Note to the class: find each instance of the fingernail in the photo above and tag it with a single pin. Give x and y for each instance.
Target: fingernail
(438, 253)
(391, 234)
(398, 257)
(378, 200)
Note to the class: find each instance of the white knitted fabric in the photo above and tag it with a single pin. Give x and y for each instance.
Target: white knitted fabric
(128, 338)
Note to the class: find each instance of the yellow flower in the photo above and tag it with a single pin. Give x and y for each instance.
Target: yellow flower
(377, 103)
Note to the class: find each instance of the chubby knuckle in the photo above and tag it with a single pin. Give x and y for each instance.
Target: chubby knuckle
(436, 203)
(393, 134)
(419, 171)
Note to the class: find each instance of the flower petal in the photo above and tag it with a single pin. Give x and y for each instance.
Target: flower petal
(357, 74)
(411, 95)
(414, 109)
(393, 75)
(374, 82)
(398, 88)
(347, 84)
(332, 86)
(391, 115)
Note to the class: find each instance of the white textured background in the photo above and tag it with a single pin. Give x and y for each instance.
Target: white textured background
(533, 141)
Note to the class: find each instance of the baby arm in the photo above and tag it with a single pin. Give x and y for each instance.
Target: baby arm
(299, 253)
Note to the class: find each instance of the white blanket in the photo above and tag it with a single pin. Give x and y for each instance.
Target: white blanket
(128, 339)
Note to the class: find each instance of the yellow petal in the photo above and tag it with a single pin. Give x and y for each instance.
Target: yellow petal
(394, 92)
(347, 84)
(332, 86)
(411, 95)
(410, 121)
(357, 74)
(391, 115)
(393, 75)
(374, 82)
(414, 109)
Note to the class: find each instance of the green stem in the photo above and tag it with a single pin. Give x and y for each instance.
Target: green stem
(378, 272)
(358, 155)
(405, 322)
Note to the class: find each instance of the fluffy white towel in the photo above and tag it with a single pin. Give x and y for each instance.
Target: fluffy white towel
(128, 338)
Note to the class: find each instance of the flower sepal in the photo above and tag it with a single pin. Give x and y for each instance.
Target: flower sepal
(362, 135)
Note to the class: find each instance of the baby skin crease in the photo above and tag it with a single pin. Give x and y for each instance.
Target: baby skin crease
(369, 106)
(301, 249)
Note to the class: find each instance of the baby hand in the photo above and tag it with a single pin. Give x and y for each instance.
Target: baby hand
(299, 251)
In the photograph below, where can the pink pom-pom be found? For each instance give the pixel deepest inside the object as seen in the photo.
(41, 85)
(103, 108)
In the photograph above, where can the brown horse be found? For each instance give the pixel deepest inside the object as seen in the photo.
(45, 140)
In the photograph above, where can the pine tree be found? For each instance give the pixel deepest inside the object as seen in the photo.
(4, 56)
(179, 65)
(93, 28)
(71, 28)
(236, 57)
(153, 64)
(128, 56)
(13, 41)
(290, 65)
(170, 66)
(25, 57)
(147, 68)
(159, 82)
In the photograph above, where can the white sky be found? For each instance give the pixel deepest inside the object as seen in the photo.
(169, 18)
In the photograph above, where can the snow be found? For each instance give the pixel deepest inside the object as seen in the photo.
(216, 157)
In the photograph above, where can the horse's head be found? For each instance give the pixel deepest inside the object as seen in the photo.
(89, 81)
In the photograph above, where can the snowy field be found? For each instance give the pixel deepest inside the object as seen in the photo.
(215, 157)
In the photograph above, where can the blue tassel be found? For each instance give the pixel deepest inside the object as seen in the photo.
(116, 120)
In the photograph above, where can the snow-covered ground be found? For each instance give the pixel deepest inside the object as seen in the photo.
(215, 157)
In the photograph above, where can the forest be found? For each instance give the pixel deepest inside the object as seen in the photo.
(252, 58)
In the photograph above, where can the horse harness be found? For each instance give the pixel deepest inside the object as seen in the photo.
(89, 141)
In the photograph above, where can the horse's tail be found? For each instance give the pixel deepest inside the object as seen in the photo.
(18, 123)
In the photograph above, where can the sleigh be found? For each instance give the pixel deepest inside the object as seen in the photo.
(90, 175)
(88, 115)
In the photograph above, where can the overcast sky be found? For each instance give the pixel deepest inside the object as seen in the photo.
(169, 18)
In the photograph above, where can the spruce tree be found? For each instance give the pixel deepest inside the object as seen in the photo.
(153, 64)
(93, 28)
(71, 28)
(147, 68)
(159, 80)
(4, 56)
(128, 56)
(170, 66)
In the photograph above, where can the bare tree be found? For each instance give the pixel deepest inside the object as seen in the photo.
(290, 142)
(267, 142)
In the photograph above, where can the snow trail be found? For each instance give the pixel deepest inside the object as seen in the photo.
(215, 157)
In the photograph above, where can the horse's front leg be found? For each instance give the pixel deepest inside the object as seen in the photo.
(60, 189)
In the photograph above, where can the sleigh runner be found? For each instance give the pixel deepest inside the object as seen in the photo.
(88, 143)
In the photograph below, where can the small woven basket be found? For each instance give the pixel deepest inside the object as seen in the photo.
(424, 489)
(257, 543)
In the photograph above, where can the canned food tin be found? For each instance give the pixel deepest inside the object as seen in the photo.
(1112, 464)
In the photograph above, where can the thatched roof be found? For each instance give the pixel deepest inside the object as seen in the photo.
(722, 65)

---+---

Would you transcribe the listing word for word?

_SOLUTION TO THIS EXERCISE_
Note to the class: find each instance of the fingernail in the photo above and tag it with a single pin. Give x and y for each instance.
Target: fingernail
(438, 253)
(391, 234)
(398, 257)
(378, 200)
Note to the class: find each instance of the white knitted fabric in the photo above and tag it with a single pin. Give x and y for each instance.
Target: white knitted fabric
(128, 338)
Note to the class: find each instance of the yellow flower in the photo above and tag it with a single pin. Give x and y for each instance.
Target: yellow flower
(377, 103)
Note to the class: find each instance of the chubby knuckle in the photo above and tag it with a single pin. Give x and y for each instance.
Target: chubby knuckle
(436, 203)
(393, 134)
(419, 171)
Note to the class: find each instance of the flower petal in the photo above and tag it with a single pin. Give x and y for each instance.
Target: flower petal
(357, 74)
(411, 95)
(414, 109)
(393, 75)
(374, 82)
(398, 88)
(347, 84)
(332, 86)
(391, 115)
Note to the class: find each instance of the white textured background in the photo above and tag it with a single pin. Give x and y for each instance.
Target: white textured background
(533, 141)
Note to the class: find each instance of the baby arm in the photo above and tag it with a single pin. Give x and y for each instance.
Target: baby arm
(299, 253)
Note to the class: find each instance of the white blanket in the photo above and tag it with a single pin. Give x and y for each instance.
Target: white blanket
(128, 339)
Note to the class: find each instance of the yellow petal in the photo above and tag it with a single pin. Give x and y for each instance.
Target: yellow petal
(394, 92)
(347, 84)
(332, 86)
(411, 95)
(410, 121)
(357, 74)
(391, 115)
(393, 75)
(374, 82)
(414, 109)
Note to the class: find each instance of the green stem in the photo above and tag it with a single pin. Give x and y for each instance.
Target: green stem
(378, 272)
(358, 155)
(405, 322)
Note to the class: find each instance of the fluffy white towel in the photo above and tag it with a single pin. Give x and y for each instance.
Target: fluffy white towel
(128, 338)
Note to the class: find each instance of the flower sepal in the photo above and tag it with a single pin. Give x and y for each instance.
Target: flower sepal
(362, 135)
Note to the class: find each instance of the baby skin crease in the photo above and tag it with a single pin. Give x and y for each instance.
Target: baby skin crease
(369, 106)
(301, 249)
Note to the class: find each instance of the baby hand in the photo above and tag it with a single pin. Give x and y for each instance.
Target: baby hand
(299, 251)
In the photograph below, where can the pink pom-pom be found? For each instance give the pixel deepest inside the object as seen in the photo.
(41, 85)
(103, 108)
In the photograph above, where can the brown horse be found? For each instance give the pixel deepest inside the object as seen in the photo.
(45, 140)
In the photograph above, where can the pine tree be found? For each instance give the pixel deepest inside the object as seen in the photo.
(4, 56)
(179, 65)
(93, 28)
(71, 28)
(236, 57)
(153, 64)
(128, 56)
(13, 41)
(290, 65)
(170, 66)
(25, 57)
(147, 68)
(159, 82)
In the photograph above, where can the white sky be found? For each instance give the pixel deepest inside the object as seen in the photo.
(169, 18)
In the photograph above, where can the snow be found? For each instance give the pixel deepest inside the object as seen in the photo.
(216, 157)
In the photograph above, where can the horse's head be found? For each instance give the pixel deepest inside the object as seen in the photo.
(89, 81)
In the photograph above, where can the snowy field be found? For each instance give the pixel deepest inside the object as seen in the photo.
(215, 157)
In the photograph above, where can the blue tassel be found? For each instance give the pixel deepest inside the object as seen in the photo.
(116, 120)
In the photograph above, where can the snow-covered ground be found? For each instance give the pixel deepest inside the object as seen in the photo.
(215, 157)
In the photograph above, where can the forest be found? For each instance give the pixel deepest inside the object as seen in the photo.
(252, 58)
In the photograph above, where can the horse harness be found? For each instance give the pixel deepest inside the object as seen in the photo.
(89, 141)
In the photograph above, where can the horse's tail be found? For each instance give the pixel deepest inside the object as seen in the photo.
(18, 123)
In the photograph above, where can the sleigh be found? For each instance give the pixel deepest inside the object as seen in the photo.
(90, 175)
(88, 115)
In the photograph above, where can the overcast sky be found? For each instance give the pixel deepest inside the object as seen in the photo.
(169, 18)
In the photograph above, where can the spruce tree be found? For each instance give the pixel deepest inside the object as seen in the photo.
(153, 64)
(93, 28)
(71, 28)
(147, 68)
(159, 80)
(4, 56)
(128, 56)
(170, 66)
In the photograph above, where can the bare tree be found? For each instance give the pixel deepest inside the object as seen in the photo.
(290, 142)
(267, 142)
In the photograph above, where can the snow trail be found? For each instance give the pixel deepest inside the object as seen in the photo.
(215, 157)
In the photograph above, where can the horse's front leg be found? For each instance give the pixel deepest inside the object as seen in the photo.
(60, 189)
In the photograph above, where can the sleigh runner be found? For each instance give the pixel deepest inside the object as seen in the photo.
(88, 143)
In the photograph below, where can the small woven basket be found? For each instance give the pixel deepest inside the object as seen in the photo.
(424, 489)
(257, 543)
In the photograph above, where can the canned food tin be found? For each instance give the pixel deepest inside the object as seen in the photo.
(1112, 464)
In the photograph above, where can the thatched roof be found? For each instance give the pixel deepest inside the object as seen in the photo.
(722, 65)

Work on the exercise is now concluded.